__EXERCISE DIRECTIONS__: Copy the material starting at its beginning and ending with the line that contains "253], [162, 240]]]", switching "Trace" to "Draw" and changing nothing else. Leave the pictures out of your copy.

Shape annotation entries
__________________________________________________

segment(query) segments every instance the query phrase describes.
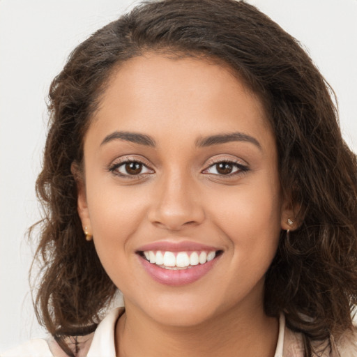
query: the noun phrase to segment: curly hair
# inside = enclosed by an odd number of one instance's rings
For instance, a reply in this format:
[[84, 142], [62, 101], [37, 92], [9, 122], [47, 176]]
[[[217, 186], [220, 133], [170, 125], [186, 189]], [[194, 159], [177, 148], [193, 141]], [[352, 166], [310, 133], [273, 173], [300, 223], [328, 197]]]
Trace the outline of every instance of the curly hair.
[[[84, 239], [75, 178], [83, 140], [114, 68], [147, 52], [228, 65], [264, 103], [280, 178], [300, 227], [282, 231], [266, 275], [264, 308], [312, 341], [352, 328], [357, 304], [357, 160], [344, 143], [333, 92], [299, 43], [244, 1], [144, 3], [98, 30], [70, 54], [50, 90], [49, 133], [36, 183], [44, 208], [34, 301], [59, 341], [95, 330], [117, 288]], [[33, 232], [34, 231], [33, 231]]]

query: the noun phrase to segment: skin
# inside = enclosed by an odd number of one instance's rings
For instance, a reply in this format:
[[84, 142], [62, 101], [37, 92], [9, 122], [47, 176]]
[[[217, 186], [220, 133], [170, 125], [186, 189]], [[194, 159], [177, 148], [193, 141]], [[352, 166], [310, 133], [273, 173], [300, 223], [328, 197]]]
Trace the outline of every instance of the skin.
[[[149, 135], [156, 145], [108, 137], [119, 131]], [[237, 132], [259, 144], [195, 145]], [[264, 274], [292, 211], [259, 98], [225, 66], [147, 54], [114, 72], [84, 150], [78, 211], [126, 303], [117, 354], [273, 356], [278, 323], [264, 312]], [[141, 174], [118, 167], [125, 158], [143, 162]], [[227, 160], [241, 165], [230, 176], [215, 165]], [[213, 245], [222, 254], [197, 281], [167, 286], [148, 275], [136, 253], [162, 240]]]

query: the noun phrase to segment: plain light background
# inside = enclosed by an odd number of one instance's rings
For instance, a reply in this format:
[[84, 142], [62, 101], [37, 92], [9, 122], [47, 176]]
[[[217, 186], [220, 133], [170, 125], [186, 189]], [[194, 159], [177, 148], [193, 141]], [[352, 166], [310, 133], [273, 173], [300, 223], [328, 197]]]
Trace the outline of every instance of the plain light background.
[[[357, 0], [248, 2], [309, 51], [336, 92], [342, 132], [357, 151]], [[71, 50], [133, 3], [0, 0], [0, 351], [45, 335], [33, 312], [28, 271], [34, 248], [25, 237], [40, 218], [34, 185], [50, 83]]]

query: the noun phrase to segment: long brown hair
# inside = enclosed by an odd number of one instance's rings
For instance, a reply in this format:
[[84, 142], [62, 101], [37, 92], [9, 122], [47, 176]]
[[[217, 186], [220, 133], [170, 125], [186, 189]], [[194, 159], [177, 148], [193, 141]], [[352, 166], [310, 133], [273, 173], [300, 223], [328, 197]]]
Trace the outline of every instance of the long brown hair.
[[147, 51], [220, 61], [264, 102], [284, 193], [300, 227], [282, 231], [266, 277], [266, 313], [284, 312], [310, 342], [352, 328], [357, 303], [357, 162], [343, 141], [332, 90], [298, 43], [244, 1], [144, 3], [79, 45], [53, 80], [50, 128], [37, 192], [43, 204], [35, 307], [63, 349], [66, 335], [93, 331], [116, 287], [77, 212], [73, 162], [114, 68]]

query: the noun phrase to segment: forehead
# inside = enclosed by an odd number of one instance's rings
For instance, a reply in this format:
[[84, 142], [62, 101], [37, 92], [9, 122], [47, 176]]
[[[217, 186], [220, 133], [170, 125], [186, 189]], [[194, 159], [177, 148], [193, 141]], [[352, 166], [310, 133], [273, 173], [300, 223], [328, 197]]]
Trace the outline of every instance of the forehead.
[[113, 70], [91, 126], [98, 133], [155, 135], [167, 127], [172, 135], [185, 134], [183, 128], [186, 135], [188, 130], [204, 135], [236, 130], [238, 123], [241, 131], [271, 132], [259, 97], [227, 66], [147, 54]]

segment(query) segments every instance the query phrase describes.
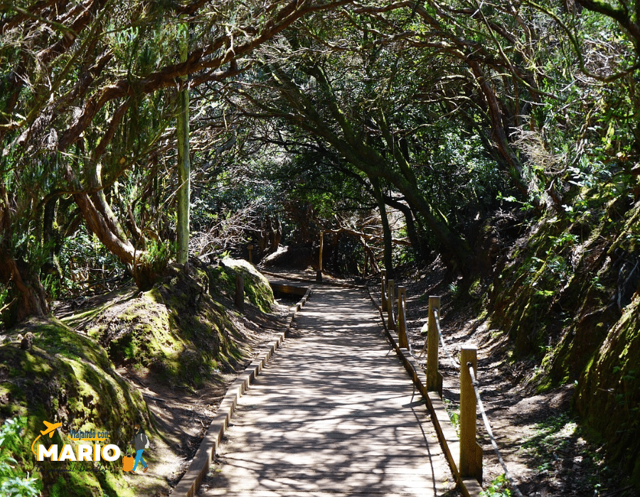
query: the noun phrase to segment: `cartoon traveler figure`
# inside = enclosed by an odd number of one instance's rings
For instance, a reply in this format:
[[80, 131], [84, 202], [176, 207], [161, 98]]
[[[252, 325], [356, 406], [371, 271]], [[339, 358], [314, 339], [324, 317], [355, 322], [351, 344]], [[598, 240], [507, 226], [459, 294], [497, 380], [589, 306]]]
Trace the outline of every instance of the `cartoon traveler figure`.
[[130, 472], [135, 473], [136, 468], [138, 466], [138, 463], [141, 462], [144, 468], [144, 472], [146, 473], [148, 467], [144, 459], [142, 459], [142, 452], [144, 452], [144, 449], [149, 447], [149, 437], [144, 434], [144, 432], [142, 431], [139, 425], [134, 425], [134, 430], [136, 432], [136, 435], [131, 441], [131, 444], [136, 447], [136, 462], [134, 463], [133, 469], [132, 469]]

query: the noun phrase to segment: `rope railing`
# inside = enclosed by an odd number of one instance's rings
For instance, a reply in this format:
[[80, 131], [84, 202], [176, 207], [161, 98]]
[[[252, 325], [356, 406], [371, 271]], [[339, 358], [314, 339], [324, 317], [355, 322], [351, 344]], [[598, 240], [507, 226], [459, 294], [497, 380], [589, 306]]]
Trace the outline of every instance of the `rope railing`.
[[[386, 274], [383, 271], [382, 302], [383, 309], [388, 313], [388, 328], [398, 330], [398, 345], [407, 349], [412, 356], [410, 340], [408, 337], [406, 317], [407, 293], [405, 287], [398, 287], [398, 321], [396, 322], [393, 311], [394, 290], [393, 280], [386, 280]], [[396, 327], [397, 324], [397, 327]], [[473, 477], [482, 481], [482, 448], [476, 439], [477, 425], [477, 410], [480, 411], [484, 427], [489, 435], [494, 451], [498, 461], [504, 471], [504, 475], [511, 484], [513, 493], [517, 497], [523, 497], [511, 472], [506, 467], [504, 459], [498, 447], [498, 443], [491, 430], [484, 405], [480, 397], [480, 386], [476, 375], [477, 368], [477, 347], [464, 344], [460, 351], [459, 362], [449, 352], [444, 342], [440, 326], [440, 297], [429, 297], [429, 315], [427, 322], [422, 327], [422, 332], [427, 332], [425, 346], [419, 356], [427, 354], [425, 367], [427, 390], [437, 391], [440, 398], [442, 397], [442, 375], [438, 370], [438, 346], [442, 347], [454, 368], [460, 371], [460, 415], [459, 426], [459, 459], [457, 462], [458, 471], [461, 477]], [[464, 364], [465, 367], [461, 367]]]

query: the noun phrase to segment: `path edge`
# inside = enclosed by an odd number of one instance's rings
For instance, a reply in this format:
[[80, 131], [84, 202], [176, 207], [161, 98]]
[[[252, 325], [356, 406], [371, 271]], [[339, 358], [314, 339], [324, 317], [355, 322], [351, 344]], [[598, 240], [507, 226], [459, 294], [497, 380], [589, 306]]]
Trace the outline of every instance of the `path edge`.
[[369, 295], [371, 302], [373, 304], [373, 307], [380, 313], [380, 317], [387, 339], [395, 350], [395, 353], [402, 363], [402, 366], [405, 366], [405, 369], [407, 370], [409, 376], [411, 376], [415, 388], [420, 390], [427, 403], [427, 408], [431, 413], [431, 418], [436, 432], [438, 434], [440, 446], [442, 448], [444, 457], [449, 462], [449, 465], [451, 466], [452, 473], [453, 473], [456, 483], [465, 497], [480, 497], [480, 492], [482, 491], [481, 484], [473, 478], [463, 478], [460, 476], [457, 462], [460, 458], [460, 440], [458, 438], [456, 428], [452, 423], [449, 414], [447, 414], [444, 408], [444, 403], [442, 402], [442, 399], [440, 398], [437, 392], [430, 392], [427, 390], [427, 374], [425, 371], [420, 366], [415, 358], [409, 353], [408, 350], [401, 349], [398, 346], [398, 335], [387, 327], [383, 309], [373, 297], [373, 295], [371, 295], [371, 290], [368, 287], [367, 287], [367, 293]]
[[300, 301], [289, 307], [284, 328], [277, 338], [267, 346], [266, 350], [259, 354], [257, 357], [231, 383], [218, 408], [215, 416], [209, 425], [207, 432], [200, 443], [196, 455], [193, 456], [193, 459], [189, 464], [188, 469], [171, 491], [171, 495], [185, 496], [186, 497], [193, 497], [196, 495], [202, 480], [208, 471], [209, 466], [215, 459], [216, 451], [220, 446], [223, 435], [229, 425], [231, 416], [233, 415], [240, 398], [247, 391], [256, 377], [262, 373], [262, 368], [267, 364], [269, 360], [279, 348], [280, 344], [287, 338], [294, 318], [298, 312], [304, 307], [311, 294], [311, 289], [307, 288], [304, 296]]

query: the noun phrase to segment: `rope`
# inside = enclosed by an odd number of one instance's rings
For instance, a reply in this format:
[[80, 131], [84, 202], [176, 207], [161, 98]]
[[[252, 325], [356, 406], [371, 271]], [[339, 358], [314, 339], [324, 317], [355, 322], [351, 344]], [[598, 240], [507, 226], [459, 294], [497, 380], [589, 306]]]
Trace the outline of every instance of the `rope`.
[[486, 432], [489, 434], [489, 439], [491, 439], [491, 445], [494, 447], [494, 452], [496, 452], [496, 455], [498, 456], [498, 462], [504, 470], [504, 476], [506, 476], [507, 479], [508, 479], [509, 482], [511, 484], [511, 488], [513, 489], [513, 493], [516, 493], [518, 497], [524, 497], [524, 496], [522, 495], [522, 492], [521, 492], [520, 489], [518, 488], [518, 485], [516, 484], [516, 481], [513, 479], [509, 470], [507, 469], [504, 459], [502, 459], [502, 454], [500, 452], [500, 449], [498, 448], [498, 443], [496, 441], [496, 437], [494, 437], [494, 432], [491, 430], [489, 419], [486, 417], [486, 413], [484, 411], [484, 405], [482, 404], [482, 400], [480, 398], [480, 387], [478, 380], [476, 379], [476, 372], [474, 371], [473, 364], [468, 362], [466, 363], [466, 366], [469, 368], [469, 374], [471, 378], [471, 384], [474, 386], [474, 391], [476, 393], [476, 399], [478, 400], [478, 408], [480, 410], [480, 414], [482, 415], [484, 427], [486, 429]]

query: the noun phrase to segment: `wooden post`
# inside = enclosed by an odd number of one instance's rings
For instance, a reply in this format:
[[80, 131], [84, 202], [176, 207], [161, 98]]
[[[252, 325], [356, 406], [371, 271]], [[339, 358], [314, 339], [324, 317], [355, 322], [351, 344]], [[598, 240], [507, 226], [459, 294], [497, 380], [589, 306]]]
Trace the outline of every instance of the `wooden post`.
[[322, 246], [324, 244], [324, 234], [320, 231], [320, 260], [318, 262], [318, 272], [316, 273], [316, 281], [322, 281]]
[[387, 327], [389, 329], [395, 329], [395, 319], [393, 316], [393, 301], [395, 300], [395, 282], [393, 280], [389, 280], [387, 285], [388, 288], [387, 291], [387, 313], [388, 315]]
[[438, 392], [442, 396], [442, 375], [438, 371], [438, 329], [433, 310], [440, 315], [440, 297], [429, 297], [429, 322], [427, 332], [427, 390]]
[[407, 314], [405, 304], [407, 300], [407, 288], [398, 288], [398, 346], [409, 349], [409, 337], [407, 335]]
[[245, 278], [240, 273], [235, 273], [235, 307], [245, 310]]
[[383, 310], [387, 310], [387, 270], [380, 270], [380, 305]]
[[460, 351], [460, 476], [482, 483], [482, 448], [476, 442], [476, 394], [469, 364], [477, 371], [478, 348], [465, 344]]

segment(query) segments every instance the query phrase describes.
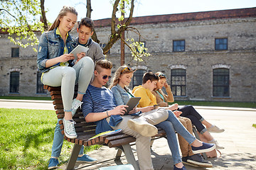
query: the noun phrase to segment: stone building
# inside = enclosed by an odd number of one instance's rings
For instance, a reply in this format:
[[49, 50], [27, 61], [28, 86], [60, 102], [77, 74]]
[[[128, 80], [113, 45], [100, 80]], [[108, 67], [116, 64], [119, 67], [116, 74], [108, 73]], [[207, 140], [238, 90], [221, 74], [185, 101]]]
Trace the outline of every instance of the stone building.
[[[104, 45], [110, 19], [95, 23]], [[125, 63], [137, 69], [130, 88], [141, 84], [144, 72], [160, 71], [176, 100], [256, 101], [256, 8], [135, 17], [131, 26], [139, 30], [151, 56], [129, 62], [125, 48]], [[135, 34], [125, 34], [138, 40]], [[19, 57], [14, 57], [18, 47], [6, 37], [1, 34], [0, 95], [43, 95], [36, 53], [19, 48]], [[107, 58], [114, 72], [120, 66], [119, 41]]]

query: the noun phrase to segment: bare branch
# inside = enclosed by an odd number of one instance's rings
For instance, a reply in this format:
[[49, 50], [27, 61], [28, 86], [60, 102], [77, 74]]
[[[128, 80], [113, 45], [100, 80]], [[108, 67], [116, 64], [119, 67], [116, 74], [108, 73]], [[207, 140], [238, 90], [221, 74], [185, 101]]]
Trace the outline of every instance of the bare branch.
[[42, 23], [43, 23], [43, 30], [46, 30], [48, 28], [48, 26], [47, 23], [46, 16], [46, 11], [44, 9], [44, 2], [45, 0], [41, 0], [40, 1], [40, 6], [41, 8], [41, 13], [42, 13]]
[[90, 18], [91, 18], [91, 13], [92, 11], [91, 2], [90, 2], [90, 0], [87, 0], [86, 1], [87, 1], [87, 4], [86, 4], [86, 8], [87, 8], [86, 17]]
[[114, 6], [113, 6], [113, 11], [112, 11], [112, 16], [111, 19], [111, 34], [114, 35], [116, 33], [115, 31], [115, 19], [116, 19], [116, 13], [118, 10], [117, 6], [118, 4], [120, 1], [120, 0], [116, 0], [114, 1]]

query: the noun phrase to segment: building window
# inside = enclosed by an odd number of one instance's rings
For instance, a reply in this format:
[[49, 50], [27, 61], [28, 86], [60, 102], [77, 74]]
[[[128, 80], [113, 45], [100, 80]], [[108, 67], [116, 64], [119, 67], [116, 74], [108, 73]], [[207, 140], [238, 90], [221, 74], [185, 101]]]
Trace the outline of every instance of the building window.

__________________________________________________

__RIGHT ANSWER__:
segment(query) segments every instance the query phrase describes.
query: the noun phrase to segment: curly hair
# inside = enclosed by an odd number of one instance's rings
For instance, a reply in this format:
[[84, 142], [62, 101], [37, 92], [9, 122], [47, 176]]
[[[217, 186], [220, 133], [170, 125], [186, 189]], [[194, 159], [177, 148], [193, 141]], [[352, 166], [310, 133], [273, 173], [300, 223], [328, 197]]]
Draw the outline of every instance of the curly hair.
[[[84, 239], [75, 178], [83, 140], [114, 68], [147, 52], [228, 65], [264, 103], [280, 178], [300, 227], [282, 231], [266, 275], [264, 308], [312, 341], [352, 328], [357, 304], [357, 160], [344, 143], [333, 92], [299, 43], [244, 1], [144, 3], [98, 30], [70, 54], [50, 90], [49, 133], [36, 183], [44, 208], [34, 301], [59, 341], [95, 330], [117, 288]], [[33, 232], [34, 231], [33, 231]]]

query: the noun phrase to segment: skin
# inside = enclosed by an odd number of one instance's rings
For instance, a reply in this format:
[[84, 142], [62, 101], [37, 92], [9, 122], [47, 176]]
[[[217, 186], [220, 133], [170, 125], [186, 189]], [[194, 159], [177, 148], [193, 141]], [[352, 166], [310, 133], [273, 173], [300, 223], [328, 197]]]
Draw the outline of every instance of the skin.
[[[149, 135], [156, 145], [108, 137], [119, 131]], [[237, 132], [259, 144], [195, 145]], [[264, 274], [292, 211], [259, 98], [225, 66], [147, 54], [114, 72], [84, 150], [78, 211], [126, 303], [117, 354], [273, 356], [278, 323], [264, 312]], [[141, 174], [118, 167], [125, 158], [143, 162]], [[227, 160], [241, 165], [230, 176], [215, 165]], [[213, 245], [222, 254], [197, 281], [167, 286], [148, 275], [136, 253], [162, 240]]]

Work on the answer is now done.